> _What the exercise asks_
Can you substitute "rectangles" for every "bounding boxes" in the material below, keeping everything else the same?

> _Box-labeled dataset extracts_

# # # # # # #

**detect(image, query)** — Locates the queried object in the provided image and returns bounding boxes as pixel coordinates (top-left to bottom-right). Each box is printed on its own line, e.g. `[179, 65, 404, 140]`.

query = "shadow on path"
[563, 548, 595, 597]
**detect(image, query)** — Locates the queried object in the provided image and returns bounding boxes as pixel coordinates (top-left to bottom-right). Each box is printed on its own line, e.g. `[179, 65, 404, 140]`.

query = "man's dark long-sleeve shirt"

# # # # # # #

> _Written response_
**detect(image, query)** — Locates the queried object in the provided image and returns rectangles as pixel coordinates (top-left to bottom-right). Each box is printed on its own line, e.g. `[179, 65, 404, 140]`.

query = "shadow on path"
[563, 548, 595, 597]
**detect(image, query)** — Locates the queried object in the provided image and returns rectangles as pixel coordinates (top-left to bottom-right). Each box is printed on its own line, e.g. `[179, 65, 404, 140]`.

query = "man's dark long-sleeve shirt"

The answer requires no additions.